### Aim
Starting with the line that contains "Find the metal", set down each line through the end of the entries below, exactly and with nothing added.

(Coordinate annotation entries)
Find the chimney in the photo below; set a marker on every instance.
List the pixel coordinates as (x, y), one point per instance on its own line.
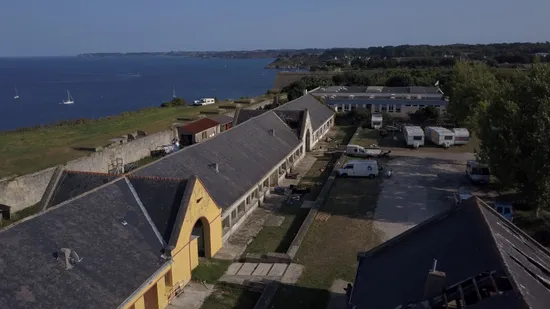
(435, 283)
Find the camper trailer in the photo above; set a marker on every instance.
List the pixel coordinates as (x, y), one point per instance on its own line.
(414, 136)
(204, 101)
(376, 121)
(440, 136)
(362, 168)
(462, 136)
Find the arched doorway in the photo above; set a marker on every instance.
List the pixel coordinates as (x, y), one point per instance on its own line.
(201, 229)
(308, 140)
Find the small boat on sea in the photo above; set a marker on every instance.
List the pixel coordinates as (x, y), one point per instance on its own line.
(69, 100)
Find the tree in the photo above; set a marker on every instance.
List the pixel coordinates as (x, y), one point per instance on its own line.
(296, 89)
(514, 135)
(471, 84)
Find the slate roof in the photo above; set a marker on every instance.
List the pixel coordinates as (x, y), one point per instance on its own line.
(246, 114)
(116, 260)
(318, 112)
(222, 119)
(198, 126)
(162, 199)
(245, 154)
(72, 184)
(466, 241)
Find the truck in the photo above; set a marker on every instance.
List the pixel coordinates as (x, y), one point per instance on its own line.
(440, 136)
(362, 152)
(359, 168)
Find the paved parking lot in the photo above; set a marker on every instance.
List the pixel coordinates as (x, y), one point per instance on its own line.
(421, 186)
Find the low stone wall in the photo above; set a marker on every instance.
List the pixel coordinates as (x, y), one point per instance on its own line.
(27, 190)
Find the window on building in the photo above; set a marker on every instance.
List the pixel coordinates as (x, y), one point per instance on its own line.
(226, 224)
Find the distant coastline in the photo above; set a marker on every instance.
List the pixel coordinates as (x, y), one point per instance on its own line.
(245, 54)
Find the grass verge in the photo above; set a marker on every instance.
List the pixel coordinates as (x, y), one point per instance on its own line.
(226, 296)
(209, 270)
(342, 228)
(279, 238)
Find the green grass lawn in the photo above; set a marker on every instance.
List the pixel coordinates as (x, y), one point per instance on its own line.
(342, 228)
(226, 296)
(30, 151)
(279, 238)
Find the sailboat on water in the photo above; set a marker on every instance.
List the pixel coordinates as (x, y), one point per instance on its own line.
(69, 100)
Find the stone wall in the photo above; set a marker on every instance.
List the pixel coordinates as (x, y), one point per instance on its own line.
(27, 190)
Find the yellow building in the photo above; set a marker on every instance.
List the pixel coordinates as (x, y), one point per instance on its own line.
(130, 243)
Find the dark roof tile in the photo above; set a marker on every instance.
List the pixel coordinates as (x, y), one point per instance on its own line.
(117, 258)
(73, 183)
(244, 154)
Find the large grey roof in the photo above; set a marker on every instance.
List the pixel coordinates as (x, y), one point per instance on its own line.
(244, 154)
(72, 184)
(527, 261)
(117, 258)
(319, 113)
(243, 115)
(395, 274)
(162, 199)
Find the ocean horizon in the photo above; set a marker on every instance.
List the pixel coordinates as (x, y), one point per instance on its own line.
(109, 86)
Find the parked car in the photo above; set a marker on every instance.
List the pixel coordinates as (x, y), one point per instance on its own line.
(360, 168)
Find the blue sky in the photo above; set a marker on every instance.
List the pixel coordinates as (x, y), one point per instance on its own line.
(69, 27)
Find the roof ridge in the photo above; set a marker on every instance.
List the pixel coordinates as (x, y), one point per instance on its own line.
(154, 177)
(91, 173)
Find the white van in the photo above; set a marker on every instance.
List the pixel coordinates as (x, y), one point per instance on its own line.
(376, 121)
(477, 172)
(359, 168)
(414, 136)
(204, 101)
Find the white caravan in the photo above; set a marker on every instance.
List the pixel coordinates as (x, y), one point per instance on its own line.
(414, 136)
(204, 101)
(440, 136)
(359, 168)
(462, 136)
(376, 121)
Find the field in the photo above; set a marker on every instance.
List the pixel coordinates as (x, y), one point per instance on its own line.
(28, 151)
(279, 238)
(342, 228)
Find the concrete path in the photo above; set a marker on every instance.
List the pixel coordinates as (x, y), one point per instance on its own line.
(337, 295)
(238, 242)
(240, 273)
(193, 296)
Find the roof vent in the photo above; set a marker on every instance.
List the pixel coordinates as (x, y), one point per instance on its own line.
(435, 282)
(70, 257)
(215, 167)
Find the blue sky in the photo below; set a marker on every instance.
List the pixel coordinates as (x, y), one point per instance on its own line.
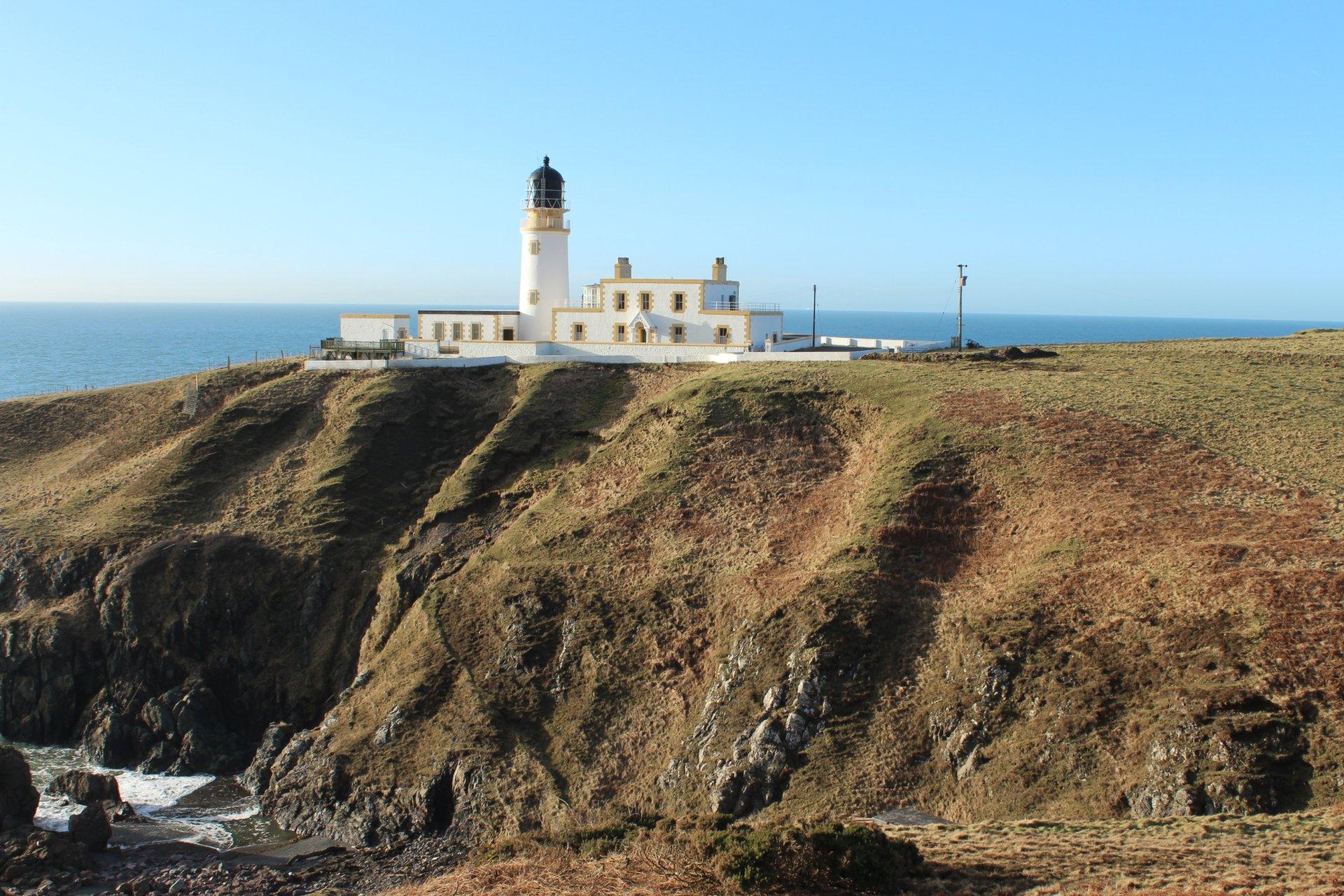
(1142, 159)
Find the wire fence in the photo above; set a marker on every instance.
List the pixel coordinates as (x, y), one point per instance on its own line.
(92, 386)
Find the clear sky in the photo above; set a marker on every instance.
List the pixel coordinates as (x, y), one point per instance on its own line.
(1148, 159)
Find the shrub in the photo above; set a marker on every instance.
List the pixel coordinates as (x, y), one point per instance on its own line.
(812, 855)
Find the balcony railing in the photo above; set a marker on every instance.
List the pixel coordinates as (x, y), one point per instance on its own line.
(549, 222)
(355, 348)
(737, 305)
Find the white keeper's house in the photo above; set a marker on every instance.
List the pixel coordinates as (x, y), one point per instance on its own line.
(620, 318)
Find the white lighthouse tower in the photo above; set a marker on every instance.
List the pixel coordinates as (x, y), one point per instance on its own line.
(545, 279)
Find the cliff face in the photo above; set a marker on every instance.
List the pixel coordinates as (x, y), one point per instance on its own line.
(488, 598)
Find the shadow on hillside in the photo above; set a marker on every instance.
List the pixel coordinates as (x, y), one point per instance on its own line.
(980, 878)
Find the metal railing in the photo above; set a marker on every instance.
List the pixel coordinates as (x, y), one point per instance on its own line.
(733, 304)
(382, 346)
(547, 222)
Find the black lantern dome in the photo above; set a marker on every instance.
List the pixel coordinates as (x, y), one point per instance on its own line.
(545, 187)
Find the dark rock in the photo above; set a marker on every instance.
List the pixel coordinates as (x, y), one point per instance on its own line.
(85, 788)
(18, 796)
(92, 828)
(274, 739)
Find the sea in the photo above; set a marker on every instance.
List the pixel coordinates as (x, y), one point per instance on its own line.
(52, 347)
(201, 809)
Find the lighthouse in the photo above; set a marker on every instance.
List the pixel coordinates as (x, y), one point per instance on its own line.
(545, 272)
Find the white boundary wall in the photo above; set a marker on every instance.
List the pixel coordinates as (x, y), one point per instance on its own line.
(371, 328)
(424, 354)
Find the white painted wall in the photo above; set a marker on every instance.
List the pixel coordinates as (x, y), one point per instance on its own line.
(492, 324)
(701, 324)
(370, 328)
(549, 273)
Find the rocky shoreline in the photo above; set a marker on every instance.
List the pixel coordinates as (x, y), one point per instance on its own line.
(83, 862)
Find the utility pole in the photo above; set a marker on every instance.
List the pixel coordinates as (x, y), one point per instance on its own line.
(961, 285)
(813, 316)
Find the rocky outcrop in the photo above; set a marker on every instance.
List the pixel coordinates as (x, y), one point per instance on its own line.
(31, 859)
(18, 796)
(757, 764)
(172, 657)
(179, 731)
(1231, 762)
(961, 731)
(311, 792)
(85, 788)
(273, 741)
(757, 770)
(90, 828)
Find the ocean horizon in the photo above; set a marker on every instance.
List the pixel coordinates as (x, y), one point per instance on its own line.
(52, 347)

### Result of the task
Find the metal railing in the photo above; set a marker on every instance.
List the pixel coordinates as (x, y), one point per instance on its own line.
(733, 304)
(382, 346)
(547, 222)
Find the black lantern dome in the photo above; set a marker on every instance.
List the pixel coordinates as (x, y), one point per instance on its own line.
(545, 187)
Find the dark rock in the photo above; set a marker on every instance.
List the pixel coordinates as (x, y), one point per instance on its own line.
(85, 788)
(18, 796)
(92, 828)
(274, 739)
Find the sea in the photo above; set a marker on every instance.
List the pixel coordinates as (x, y), one point per instance on its own line.
(52, 347)
(201, 809)
Find the lighthouse in the photo above; set a marker on every instance.
List the pixel coordinates as (x, y), one point per instance on its own line.
(545, 272)
Find the white boundary wall in the photo above; set a marker on every instance.
List the pixel coordinates as (x, y), one point per instance on its own line.
(371, 328)
(424, 354)
Find the white painted wall in the photo above; set a marker on every instance.
List the pixel coordinates as (x, y), one point per instance on its own line.
(492, 324)
(701, 324)
(370, 328)
(549, 273)
Find the rocky shoreline in the photo above; set a marker on every instance.
List the pixel coordinates as (x, y), one point per instance on its own line.
(83, 862)
Find the utility pole in the photo above; set a marker on every instance.
List the pixel coordinates as (x, y), one point per instance on its own line.
(961, 285)
(813, 316)
Find the rocky outcrop in the photo above; set a marker on every instance.
List the pixel coordinates as (x, y), one point per instance on its own line.
(31, 859)
(18, 796)
(757, 764)
(172, 657)
(179, 731)
(1231, 762)
(961, 731)
(311, 792)
(85, 788)
(273, 741)
(757, 770)
(90, 828)
Find the ocean horizon in the photo above; set a marker on every instance.
List the pixel coordinates as (x, y), one point per instance on its own line.
(52, 347)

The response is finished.